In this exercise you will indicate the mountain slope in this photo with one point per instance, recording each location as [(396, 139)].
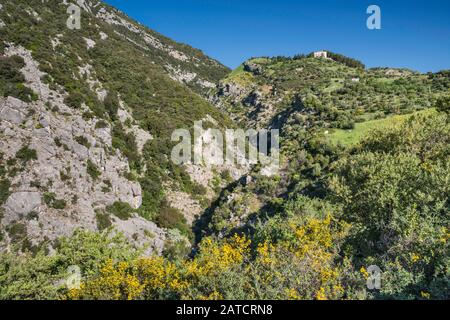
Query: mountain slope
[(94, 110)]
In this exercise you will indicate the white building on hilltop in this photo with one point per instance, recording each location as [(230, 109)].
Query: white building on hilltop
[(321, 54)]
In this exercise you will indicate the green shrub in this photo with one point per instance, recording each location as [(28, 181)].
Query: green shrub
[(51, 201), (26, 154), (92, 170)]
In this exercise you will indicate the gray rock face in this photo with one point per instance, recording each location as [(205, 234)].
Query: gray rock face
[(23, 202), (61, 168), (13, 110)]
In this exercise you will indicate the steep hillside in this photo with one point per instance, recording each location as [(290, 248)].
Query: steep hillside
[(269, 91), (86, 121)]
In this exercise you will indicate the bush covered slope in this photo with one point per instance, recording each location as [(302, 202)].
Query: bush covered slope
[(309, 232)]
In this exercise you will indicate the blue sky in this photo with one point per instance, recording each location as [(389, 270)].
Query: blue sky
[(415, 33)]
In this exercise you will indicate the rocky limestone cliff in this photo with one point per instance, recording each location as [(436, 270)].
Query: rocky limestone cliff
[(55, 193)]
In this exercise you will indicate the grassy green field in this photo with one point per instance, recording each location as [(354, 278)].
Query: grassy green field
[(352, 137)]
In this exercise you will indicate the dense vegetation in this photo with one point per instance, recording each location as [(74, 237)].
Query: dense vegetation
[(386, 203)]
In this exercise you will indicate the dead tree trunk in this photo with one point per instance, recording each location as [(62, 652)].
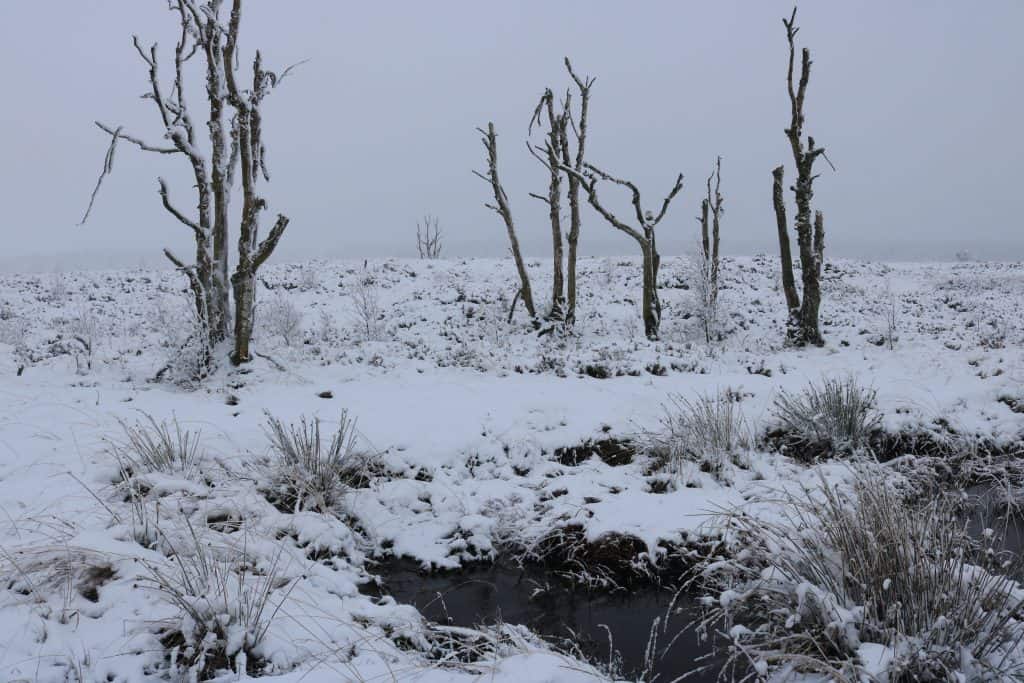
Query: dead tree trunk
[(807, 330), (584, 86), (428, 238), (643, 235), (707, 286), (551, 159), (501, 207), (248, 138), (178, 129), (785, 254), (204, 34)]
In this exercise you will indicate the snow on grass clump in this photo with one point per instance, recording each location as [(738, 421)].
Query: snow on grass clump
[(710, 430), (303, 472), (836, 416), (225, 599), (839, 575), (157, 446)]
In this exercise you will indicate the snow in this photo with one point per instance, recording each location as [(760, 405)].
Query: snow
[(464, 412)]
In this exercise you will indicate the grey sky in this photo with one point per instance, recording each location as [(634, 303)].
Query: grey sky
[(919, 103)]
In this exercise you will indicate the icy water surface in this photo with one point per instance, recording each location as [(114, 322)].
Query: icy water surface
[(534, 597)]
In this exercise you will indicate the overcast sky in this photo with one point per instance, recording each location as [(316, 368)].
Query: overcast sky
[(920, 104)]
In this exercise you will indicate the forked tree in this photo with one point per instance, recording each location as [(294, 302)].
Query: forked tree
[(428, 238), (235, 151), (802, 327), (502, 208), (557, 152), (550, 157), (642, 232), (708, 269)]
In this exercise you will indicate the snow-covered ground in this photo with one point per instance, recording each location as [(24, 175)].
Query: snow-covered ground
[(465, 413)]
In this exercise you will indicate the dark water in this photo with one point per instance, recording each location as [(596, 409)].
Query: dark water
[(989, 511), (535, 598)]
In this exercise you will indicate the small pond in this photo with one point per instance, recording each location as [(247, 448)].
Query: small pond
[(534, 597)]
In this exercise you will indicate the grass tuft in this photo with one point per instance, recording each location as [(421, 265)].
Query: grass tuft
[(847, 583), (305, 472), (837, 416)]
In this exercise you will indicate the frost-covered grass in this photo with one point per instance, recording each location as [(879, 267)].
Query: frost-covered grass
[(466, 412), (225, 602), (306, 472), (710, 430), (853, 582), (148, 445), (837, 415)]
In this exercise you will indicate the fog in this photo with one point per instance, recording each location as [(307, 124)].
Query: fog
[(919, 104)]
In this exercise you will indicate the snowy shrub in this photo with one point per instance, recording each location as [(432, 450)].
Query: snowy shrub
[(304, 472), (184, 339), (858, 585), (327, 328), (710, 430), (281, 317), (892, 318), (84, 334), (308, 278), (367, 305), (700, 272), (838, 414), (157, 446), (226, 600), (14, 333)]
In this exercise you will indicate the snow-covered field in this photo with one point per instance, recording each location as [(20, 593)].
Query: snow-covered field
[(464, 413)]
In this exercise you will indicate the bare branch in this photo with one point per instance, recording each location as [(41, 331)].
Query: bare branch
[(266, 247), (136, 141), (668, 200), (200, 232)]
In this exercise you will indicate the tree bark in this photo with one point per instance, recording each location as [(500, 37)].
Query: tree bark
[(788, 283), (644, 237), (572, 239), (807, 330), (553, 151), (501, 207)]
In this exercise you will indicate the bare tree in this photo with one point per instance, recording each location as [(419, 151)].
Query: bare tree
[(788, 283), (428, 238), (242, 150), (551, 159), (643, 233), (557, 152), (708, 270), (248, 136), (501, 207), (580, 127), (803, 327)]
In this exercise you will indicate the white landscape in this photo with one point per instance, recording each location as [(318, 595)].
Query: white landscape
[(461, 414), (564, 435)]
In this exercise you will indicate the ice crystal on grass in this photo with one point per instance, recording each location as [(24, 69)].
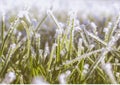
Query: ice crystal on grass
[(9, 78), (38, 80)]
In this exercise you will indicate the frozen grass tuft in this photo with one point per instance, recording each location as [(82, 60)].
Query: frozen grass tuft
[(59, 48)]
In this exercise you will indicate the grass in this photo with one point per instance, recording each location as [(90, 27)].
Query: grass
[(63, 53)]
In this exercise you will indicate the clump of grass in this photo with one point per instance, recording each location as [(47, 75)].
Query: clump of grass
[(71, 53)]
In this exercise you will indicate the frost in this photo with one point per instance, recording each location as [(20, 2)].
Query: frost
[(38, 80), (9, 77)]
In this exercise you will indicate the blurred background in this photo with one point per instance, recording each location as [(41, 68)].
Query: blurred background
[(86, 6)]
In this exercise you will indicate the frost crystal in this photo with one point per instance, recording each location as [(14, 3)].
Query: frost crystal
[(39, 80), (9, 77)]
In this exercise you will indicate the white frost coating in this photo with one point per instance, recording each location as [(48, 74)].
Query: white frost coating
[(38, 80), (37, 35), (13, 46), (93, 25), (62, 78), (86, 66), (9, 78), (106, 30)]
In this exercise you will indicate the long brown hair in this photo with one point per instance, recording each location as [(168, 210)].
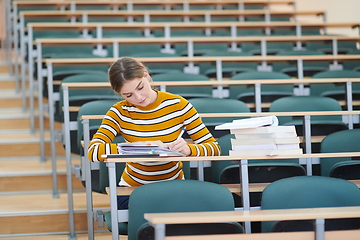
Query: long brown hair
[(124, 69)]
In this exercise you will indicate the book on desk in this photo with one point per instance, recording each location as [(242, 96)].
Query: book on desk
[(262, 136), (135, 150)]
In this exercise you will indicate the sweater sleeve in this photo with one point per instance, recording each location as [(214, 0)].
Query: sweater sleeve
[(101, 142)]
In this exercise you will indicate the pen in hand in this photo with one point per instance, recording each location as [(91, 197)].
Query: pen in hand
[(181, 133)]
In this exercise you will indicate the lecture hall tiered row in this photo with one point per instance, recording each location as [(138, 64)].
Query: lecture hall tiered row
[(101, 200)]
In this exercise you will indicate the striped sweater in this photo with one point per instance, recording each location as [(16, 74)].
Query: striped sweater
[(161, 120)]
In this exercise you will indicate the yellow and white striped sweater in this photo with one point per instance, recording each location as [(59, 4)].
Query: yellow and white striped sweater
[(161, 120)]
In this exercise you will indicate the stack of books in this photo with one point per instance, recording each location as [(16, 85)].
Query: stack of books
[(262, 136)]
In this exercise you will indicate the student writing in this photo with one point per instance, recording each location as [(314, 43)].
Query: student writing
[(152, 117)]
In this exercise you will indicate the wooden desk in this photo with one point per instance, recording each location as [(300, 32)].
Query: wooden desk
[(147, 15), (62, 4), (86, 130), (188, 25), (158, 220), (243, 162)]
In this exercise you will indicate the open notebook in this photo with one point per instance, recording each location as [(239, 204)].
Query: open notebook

• _What is expected_:
Please repeat all of the records with "one point per instance" swapped for "a single point for each instance" and everything else unchanged, leaving the pictures out.

• _Worked answer_:
In this exercise you will indicate the mountain slope in this photo with a single point for each instance, recording each location as [(396, 139)].
Query: mountain slope
[(94, 110)]
In this exercise you will indicate the white building on hilltop in this photo with a single point for each instance, recording each location as [(230, 109)].
Query: white building on hilltop
[(321, 54)]
In this exercise you will indicate the green shrub in this photo with a single point for each instance, recording each location as [(28, 181)].
Query: green shrub
[(51, 201), (26, 154), (92, 170)]
In this exercise you will indicate the gray rock face in this photo with a single point for each instance, recording each location as [(205, 234)].
Query: gray rock face
[(23, 202), (61, 168), (13, 110)]
In this exercise you will indicate the steep hillside in this photo with a single point for each instance, recording each location as [(290, 248)].
Query: steep hillside
[(269, 91), (86, 121)]
In this exercise you will indicate the bush covered slope in this photo with a single point for each instance, recording each location as [(302, 202)].
Query: bush covered slope
[(309, 232)]
In this exercise you will indicate the blue sky in this photo with a single point for each instance, recording each location as [(389, 270)].
Query: blue sky
[(415, 33)]
In this exercise you will indicate the rocky limestone cliff in this photo with a single point for each instance, recording each location as [(436, 270)].
Query: rocky limestone cliff
[(55, 193)]
In this exercise you will indicate the grassy green field in this photo with a single point for each instance, recording each location as [(354, 278)].
Query: grassy green field
[(352, 137)]
In this exercise you will indicate the dense vegetation in this photo with a single point for each instance, recording each location as [(74, 237)].
Query: dense vegetation
[(386, 203)]
In this exercise you will indicate the dead tree trunk in this photo with a single point for each instance, recording each location as [(62, 652)].
Query: dead tree trunk
[(807, 330), (584, 86), (428, 238), (643, 235), (707, 286), (551, 159), (501, 207), (248, 138), (178, 129), (785, 254), (204, 34)]
In this exercise you will indicate the snow on grass clump in this photo with a single point for each instance, recording each location as [(738, 421)].
Query: snow on grass clump
[(710, 430), (303, 472), (836, 416), (225, 599), (839, 575), (157, 446)]
In this exercise you will indicate the snow in this photo with a single point for each instance, recording each location as [(760, 405)].
Query: snow
[(464, 412)]
In this exercise you will indicate the grey sky in this photo with a single point for each instance, recording each location as [(634, 303)].
Query: grey sky
[(919, 103)]
In this exercise you will indicate the icy water surface in this photo with a single point for each instance, recording each location as [(114, 322)].
Query: icy water surface
[(534, 597)]
In this exercise you will indicate the overcast sky in this photo with a single point for each instance, recording each location as [(316, 368)].
Query: overcast sky
[(920, 104)]
In this exercise you will indicate the forked tree in this photo with a single point for each instance, recording each location as [(294, 302)].
Query: forked tree
[(428, 238), (235, 151), (802, 327), (502, 208), (557, 152), (550, 157), (642, 232), (708, 269)]
In this exercise you will indicate the snow-covered ground in this photo with a single point for each instance, recording each location as [(24, 175)].
Query: snow-covered ground
[(465, 413)]
In this exercise you will indicate the dark water in this photo with a single point for each instance, recording each location as [(596, 409)].
Query: dark water
[(989, 511), (535, 598)]
In this exercise you will indicate the small pond in this photo with a single point for each instance, recording each location as [(247, 448)].
Query: small pond
[(534, 597)]
In this exercise you will indicate the grass tuft in this photo with a single point for each instance, recording each location as [(421, 265)].
Query: grass tuft
[(847, 583), (305, 472), (837, 416)]
In this exercise you will indicate the frost-covered grass in this photo with a single point for each instance, recording each location as [(879, 267)].
Query: frost-covered grass
[(466, 412), (225, 602), (306, 472), (710, 430), (853, 582), (148, 445), (837, 415)]
In this exercise you will indicate the fog in this photo with a single point for each instance, recording each location as [(307, 124)].
Query: fog
[(919, 104)]
In this exercise you will indicate the snowy shrub in this photo with a single point for each instance, recording each location as [(432, 450)].
Query: snowy shrub
[(304, 472), (184, 339), (858, 585), (327, 328), (710, 430), (281, 317), (892, 318), (84, 334), (308, 278), (367, 305), (700, 272), (838, 414), (157, 446), (226, 600), (14, 333)]
In this exercise you will indicate the snow-covered field in this photo with a single point for each instance, recording each location as [(20, 593)].
Query: snow-covered field
[(464, 413)]
In this exercise you will indicate the bare branch in this photo with a single point for each instance, recording each location as [(41, 331)].
Query: bare branch
[(266, 247), (136, 141), (668, 200), (200, 232)]
In this exercise you will indicate the tree bark in this photo with a single point for each instance, recording each location as [(500, 37)].
Query: tree bark
[(788, 283), (644, 237), (572, 239), (807, 330), (553, 151), (501, 207)]
In this exercise you will indicate the bare tree in this photo with a single point for each instance, recording each location as [(419, 151)].
Query: bare tree
[(788, 283), (428, 238), (242, 150), (551, 159), (643, 233), (557, 152), (708, 270), (248, 136), (501, 207), (580, 127), (803, 327)]
In this exercise you will indicate the white landscape in this photo with a single point for each instance, recording each location as [(318, 595)].
Query: white landscape
[(461, 414), (564, 435)]
In this exercise you will indicate the ice crystal on grass in this photo with a single point for each instance, recording each location as [(24, 69)].
Query: ice crystal on grass
[(9, 78), (38, 80)]
In this exercise you will indicate the frozen grass tuft in this photo with a single point for each instance, recording each location as [(82, 60)].
Query: frozen grass tuft
[(59, 48)]
In this exercise you will indicate the grass in this photo with a single point for each instance, recording each location as [(90, 27)].
Query: grass
[(63, 53)]
In this exercise you will indicate the clump of grass in this photo with a single point for each instance, recording each location as [(47, 75)].
Query: clump of grass
[(71, 53)]
In this exercise you will indicate the frost in this photo with a single point for each instance, recording each location as [(20, 2)].
Query: frost
[(38, 80), (9, 77)]
In this exercise you will indicate the blurred background in this photo with a single point for each instance, recording each location as [(41, 68)].
Query: blurred background
[(86, 6)]
In this exercise you will indicate the frost crystal in this photo with a single point for each instance, recording each location as [(14, 3)].
Query: frost crystal
[(39, 80), (9, 77)]
In this exercise you will indicate the white frost coating in this photo with a single point for each instance, recording each location as [(48, 74)].
Query: white frost coating
[(38, 80), (37, 35), (13, 46), (93, 25), (62, 78), (86, 66), (9, 78), (106, 30)]
In this exercise you will indicate the long brown hair in this photo with a single point for each instance, recording each location as [(168, 210)].
Query: long brown hair
[(124, 69)]
In this exercise you will indicate the book on desk in this photo with a single point for each instance, recording each location as [(242, 96)].
Query: book on desk
[(262, 136), (135, 150)]
In this exercise you will indicate the sweater sleeve in this photo with a single point for each instance, recording each location as [(214, 0)].
Query: sweater sleeve
[(101, 142)]
In this exercise you will indicate the pen in hand in this photo with a single point for each instance, recording each location as [(91, 197)].
Query: pen in hand
[(181, 133)]
In this exercise you will indicate the lecture hall tiered row in this photo with a single point for each instance, recording each location as [(138, 64)].
Query: lecture hall tiered row
[(101, 200)]
In this exercise you will indicate the striped sweater in this photo with a single point for each instance, recording each location as [(16, 74)].
Query: striped sweater
[(161, 120)]
In this exercise you will indicate the yellow and white striped sweater in this photo with a single point for each instance, recording each location as [(59, 4)].
Query: yellow and white striped sweater
[(161, 120)]
In this exercise you will indicate the stack of books in this photo with a single point for each instance, recording each location as [(16, 85)].
Query: stack of books
[(262, 136)]
In this exercise you will indicate the student writing in this photo with a single point for each instance, recording each location as [(314, 43)].
Query: student writing
[(152, 117)]
In this exercise you will indicate the wooden desk in this photo with a single point for each instance, recording each location as [(300, 32)].
Query: wooden desk
[(147, 15), (62, 4), (86, 130), (188, 25), (158, 220), (243, 162)]
In this exercise you will indicate the open notebook in this photo with a single point for each instance, recording each location as [(239, 204)].
Query: open notebook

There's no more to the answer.